Supplied information:
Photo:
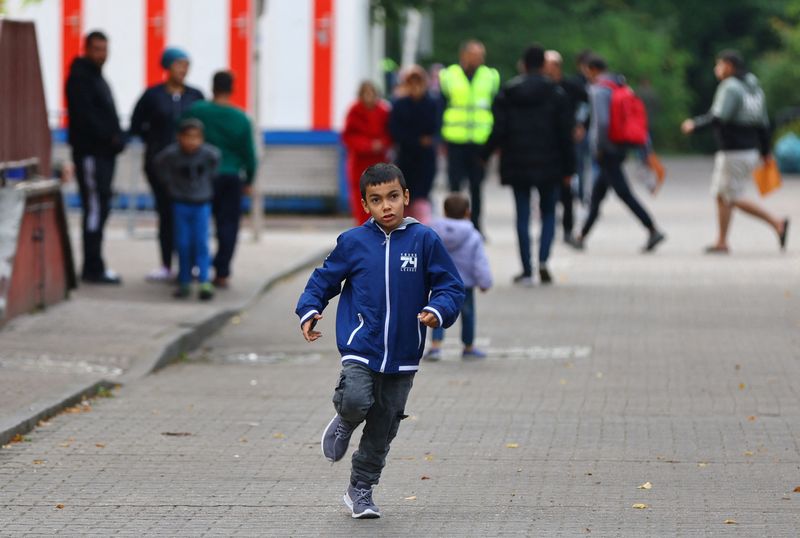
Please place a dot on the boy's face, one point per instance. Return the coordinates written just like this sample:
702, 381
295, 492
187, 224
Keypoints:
386, 203
190, 140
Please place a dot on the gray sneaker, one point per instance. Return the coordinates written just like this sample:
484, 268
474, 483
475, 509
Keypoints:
358, 499
336, 438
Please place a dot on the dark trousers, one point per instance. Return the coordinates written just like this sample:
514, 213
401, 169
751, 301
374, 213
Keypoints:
547, 209
567, 216
166, 223
467, 320
463, 161
227, 208
191, 240
95, 174
611, 175
380, 400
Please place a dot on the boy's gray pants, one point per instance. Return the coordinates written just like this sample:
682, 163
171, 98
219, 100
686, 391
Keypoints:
380, 399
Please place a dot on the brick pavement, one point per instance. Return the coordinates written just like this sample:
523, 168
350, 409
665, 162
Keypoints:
675, 369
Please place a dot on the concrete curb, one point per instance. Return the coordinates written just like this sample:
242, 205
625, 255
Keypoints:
182, 341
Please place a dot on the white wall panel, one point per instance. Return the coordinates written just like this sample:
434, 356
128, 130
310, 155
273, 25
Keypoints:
286, 63
201, 28
351, 54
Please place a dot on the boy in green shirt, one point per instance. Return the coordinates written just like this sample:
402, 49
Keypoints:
229, 129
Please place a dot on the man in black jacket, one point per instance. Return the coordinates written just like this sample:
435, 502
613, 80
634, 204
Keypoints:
96, 139
533, 125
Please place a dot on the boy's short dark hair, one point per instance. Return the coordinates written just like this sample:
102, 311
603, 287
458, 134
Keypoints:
222, 83
533, 57
733, 57
378, 174
95, 35
456, 206
188, 124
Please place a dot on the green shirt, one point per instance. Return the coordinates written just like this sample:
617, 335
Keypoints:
227, 128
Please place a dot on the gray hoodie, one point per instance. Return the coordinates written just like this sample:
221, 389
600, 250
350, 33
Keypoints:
189, 177
738, 115
465, 245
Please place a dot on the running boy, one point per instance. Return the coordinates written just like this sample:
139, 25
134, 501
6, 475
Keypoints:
187, 168
398, 280
465, 244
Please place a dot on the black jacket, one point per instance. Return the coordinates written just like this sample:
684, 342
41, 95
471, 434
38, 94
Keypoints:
533, 124
155, 117
93, 122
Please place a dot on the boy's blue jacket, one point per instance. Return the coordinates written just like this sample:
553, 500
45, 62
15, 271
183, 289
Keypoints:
388, 280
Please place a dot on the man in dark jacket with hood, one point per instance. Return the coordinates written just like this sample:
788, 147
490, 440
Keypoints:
533, 125
96, 139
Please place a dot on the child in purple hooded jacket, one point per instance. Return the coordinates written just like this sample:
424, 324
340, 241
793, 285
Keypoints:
465, 245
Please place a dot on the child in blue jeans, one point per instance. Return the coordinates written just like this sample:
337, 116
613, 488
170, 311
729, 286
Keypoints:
187, 168
465, 245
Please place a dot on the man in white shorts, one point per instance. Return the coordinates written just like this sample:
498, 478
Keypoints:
738, 116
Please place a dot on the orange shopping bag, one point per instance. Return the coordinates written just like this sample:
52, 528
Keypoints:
767, 176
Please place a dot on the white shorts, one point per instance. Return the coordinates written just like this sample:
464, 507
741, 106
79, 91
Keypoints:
733, 173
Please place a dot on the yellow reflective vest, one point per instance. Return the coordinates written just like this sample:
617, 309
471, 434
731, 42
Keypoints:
468, 116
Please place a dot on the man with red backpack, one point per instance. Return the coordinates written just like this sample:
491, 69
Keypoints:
618, 122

Task to complete:
Rewrite everything from the line containing "Please place a dot on the child in purple" down to the end of the entries, swapping "white shorts" for "khaki shorts" and keeping all else the same.

Result:
Please place a dot on the child in purple hooded jacket, one point per instance. Return the coordinates written just like this sample:
424, 324
340, 241
793, 285
Keypoints:
465, 245
Please place a dot on the child in blue jeans, one point per instance. Return the coordinates written just like this sample:
337, 116
613, 488
170, 311
729, 286
Keypoints:
187, 168
465, 245
Please place a dot on the man in khaki shorts, one point per instance. Return the coordinates written just like this sample:
498, 478
Keypoints:
738, 116
Please place a dot on the orange shopping bag, one point per instance. Return the coordinates written just like this sample:
52, 528
Keypoints:
767, 176
Please place a dot on the khaki shorts, one point per instance. Return the coordinates written just like this sample:
464, 507
741, 106
79, 91
Keypoints:
733, 173
Please place a dot on the yellow reflective vest, one point per instance. Return the coordinates written just like this sample:
617, 309
471, 434
731, 42
Keypoints:
468, 116
Please place a dot on the man with red backpack, one point per instance. Return the coordinates written just like this sample:
491, 69
Keypoints:
618, 122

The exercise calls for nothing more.